### Quoted text ###

The tragedy of Pamela and her father is that they seem to be – until now – forgotton figures in history. How did you come to hear of them?
I read about Pamela's murder in a small footnote in a biography of the American journalist, and author of Red Star Over China, Edgar Snow. It simply said that Pamela had been a neighbour of the Snow's, had been brutally murdered in January 1937, dumped at the nearby Fox Tower and that sex, opium and foreigners behaving badly were thought to be involved but that the case was never solved.
What type of records, materials and archives did you call upon in the research of the book? Were they relatively accessible? How long did the whole process take?
I dug out all the newspaper articles from the time first - it was a cause célèbre and the most infamous murder in Peking for years. I found the original autopsy notes and some other diplomatic correspondence in American and British archives. However, my 'eureka' moment was when I was browsing in the UK's National Archives in Kew and found the uncatalogued notes of a private investigation by Pamela's father that, when I cross-referenced it with what else I knew and had discovered convinced me that the killer had been identified but that the paperwork had been overlooked as the papers arrived in London in 1943 when the British had even bigger things to worry about...like winning the war.

### Record excerpts ###

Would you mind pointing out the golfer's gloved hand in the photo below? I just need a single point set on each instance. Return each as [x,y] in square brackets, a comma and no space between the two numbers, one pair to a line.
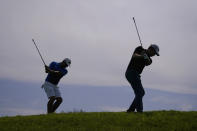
[145,56]
[47,69]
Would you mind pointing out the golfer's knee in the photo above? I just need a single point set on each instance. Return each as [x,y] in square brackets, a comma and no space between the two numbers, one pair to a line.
[51,99]
[59,100]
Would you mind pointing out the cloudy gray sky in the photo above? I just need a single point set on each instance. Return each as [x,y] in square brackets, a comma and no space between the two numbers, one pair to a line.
[99,36]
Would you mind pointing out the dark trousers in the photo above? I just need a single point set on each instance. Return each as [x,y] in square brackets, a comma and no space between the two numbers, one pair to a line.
[134,79]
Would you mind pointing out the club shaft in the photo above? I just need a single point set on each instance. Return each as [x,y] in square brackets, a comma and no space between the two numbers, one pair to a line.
[38,51]
[137,31]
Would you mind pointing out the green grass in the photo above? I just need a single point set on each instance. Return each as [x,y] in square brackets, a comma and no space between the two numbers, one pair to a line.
[103,121]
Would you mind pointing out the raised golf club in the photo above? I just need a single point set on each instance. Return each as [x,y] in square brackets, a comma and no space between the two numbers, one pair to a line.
[38,52]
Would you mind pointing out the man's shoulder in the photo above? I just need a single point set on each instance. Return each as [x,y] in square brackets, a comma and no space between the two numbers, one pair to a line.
[53,64]
[139,49]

###

§ Your objective
Copy the interview above between "What type of" and "whole process take?", inclusive, switching "materials" to "documents".

§ Answer to the exercise
What type of records, documents and archives did you call upon in the research of the book? Were they relatively accessible? How long did the whole process take?